Start

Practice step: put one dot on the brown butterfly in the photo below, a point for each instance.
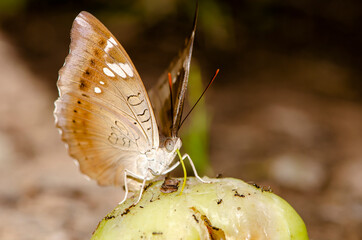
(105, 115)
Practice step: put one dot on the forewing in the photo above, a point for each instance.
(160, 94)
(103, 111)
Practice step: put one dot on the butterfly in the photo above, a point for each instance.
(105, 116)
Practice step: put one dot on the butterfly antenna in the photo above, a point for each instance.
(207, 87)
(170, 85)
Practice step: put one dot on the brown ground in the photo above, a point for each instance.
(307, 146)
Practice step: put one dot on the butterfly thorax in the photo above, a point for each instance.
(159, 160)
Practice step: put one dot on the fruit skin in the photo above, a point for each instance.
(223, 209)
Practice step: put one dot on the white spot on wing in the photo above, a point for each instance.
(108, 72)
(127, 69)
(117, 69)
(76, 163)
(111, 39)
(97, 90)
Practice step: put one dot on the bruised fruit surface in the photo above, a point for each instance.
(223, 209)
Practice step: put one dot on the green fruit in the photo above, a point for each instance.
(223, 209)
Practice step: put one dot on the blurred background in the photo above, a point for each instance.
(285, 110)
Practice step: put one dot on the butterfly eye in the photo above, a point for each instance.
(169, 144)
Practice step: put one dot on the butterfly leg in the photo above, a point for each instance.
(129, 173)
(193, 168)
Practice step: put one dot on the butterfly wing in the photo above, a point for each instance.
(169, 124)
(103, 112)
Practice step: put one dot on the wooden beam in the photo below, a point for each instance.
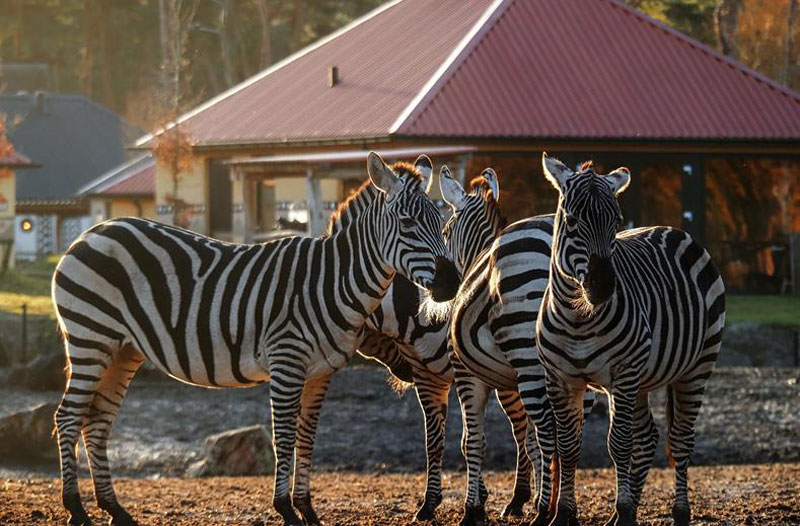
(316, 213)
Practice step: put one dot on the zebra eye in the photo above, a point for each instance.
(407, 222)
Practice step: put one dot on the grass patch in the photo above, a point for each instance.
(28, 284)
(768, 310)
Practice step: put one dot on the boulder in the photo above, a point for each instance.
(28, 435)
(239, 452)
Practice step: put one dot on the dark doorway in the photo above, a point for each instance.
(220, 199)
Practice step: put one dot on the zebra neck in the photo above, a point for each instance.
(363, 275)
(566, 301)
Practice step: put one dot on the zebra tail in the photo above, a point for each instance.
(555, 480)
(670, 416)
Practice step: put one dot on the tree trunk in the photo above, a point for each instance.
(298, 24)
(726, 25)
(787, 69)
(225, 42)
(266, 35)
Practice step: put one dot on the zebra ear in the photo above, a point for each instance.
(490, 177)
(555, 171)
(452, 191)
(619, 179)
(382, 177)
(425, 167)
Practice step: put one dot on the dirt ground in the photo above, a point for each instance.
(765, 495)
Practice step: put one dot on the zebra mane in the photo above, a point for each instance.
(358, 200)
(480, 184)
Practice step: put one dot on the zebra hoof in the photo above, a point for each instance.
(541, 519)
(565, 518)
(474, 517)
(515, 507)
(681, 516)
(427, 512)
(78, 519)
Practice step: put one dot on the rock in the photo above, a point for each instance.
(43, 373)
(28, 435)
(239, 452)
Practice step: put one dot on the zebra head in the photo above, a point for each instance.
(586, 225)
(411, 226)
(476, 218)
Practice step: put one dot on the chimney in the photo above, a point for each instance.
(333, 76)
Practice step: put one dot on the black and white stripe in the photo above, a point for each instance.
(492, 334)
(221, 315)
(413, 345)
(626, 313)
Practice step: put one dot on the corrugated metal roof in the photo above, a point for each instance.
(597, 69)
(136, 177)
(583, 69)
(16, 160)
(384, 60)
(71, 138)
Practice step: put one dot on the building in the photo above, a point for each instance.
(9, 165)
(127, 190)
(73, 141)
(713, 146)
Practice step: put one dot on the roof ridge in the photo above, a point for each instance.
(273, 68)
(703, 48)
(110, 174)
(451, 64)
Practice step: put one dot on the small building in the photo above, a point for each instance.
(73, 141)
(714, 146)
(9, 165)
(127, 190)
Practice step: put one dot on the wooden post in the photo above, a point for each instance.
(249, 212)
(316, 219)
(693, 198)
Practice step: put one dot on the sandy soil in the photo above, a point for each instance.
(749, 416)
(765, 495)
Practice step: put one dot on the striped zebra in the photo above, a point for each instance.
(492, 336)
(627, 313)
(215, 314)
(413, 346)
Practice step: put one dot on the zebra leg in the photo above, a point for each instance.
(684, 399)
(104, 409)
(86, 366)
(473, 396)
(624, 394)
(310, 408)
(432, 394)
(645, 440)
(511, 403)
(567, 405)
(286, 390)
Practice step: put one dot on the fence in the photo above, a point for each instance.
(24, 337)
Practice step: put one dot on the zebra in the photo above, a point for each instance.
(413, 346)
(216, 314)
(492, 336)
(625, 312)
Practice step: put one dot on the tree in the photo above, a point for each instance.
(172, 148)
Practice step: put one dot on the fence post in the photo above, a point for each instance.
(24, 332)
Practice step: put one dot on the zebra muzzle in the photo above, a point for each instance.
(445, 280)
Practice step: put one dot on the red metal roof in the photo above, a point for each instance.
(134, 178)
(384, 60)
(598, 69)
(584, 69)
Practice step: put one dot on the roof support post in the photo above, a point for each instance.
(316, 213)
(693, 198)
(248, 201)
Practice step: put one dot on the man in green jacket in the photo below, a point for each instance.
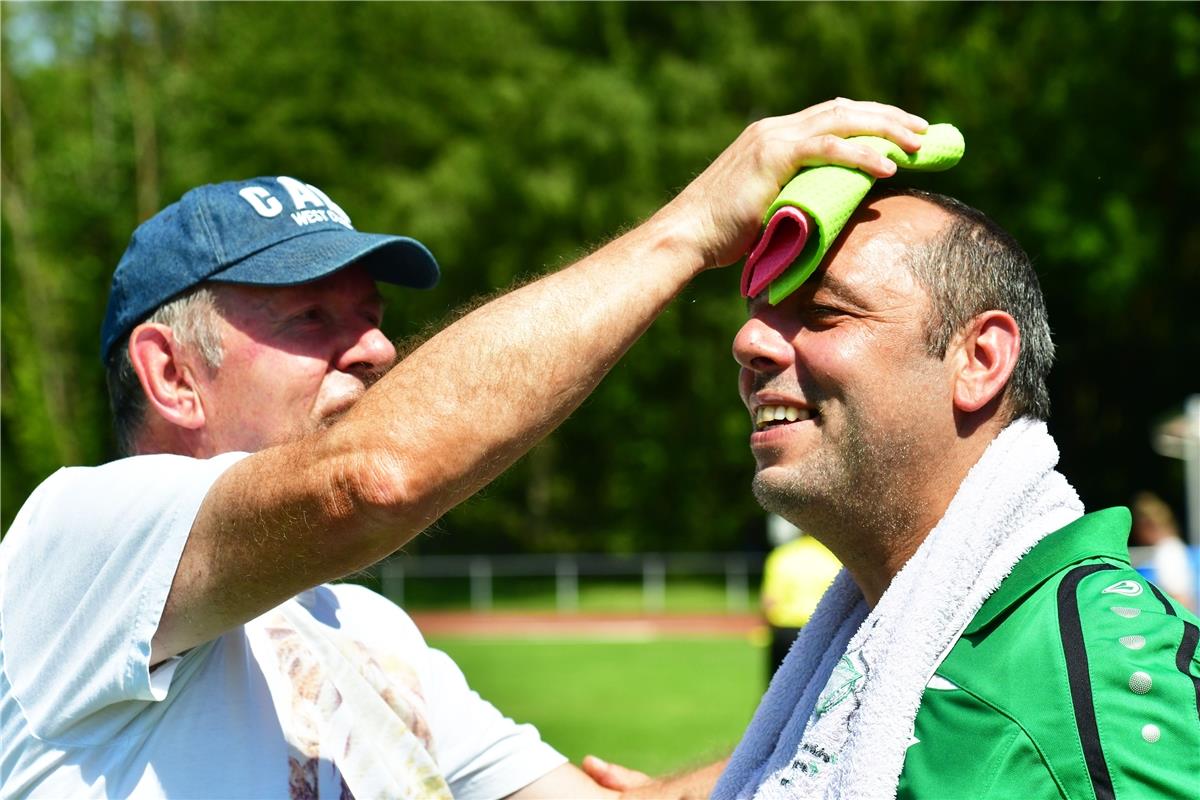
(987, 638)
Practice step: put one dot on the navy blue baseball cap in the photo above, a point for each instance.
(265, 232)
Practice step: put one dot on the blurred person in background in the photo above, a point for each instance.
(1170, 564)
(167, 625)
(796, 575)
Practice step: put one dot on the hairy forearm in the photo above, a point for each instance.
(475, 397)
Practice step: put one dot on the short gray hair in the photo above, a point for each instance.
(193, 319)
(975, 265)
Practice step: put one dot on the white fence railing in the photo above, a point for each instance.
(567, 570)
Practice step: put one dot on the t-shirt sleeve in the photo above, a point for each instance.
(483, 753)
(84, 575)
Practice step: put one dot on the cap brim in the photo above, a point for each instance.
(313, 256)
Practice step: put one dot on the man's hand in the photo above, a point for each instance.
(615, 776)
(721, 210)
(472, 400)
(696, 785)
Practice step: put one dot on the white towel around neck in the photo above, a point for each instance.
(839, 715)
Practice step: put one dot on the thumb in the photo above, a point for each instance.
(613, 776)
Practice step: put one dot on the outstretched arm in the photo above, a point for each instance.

End

▶ **INSTRUCTION**
Copy out exactly the lines between the line that contains "Practice step: put one dot on the tree in" and the last line of the records, both ends included; leave out every picture.

▶ **EXERCISE RESULT**
Practice step: put one dot on the tree in the photo above, a point for each instance.
(172, 148)
Practice step: put one dot on the fence post in the photo above, a point for each instance.
(24, 332)
Practice step: put one dot on the zebra muzzle in the photo above, a point for each instance.
(445, 280)
Practice step: put one dot on the red metal roof in the photo above, a point for each instance.
(134, 178)
(384, 60)
(598, 69)
(584, 69)
Practice step: put one dot on the roof support post in the photo above, a point for each instance.
(316, 213)
(693, 198)
(248, 201)
Practice step: put one dot on the man in green jacket in the photo below, a point for each instance.
(987, 638)
Practice step: put one dot on the navy blue baseball cap in the photo above, a point for each instance.
(265, 232)
Practice step: put one dot on the blurred person in background in the photo above, a point for each instance.
(1170, 564)
(167, 625)
(796, 575)
Practice step: put one dot on the hairy forearm in the photo above, a point for each instance.
(475, 397)
Practice step: put one dot on the short gray hair in the photo above, a point for each instance.
(193, 319)
(975, 265)
Practice step: put one dot on the white fence railing in the photo above, a point for each instance.
(567, 570)
Practice step: put one dot on the t-shirt sleeve in the photo above, a point for each instance.
(483, 753)
(84, 575)
Practice step: put one dot on the cap brim in the photo above, a point for each instance.
(313, 256)
Practice step: put one dot on the man's hand in the photo above, a point for each instance.
(615, 776)
(721, 210)
(472, 400)
(696, 785)
Practice step: put one dot on the white towel around neck in the photo above, a point for each instance.
(839, 715)
Practice step: put one dot on the thumb in the photo above, a point for each instance.
(613, 776)
Practice step: put one dot on the outstretched arm in the photo above, a point for each instance.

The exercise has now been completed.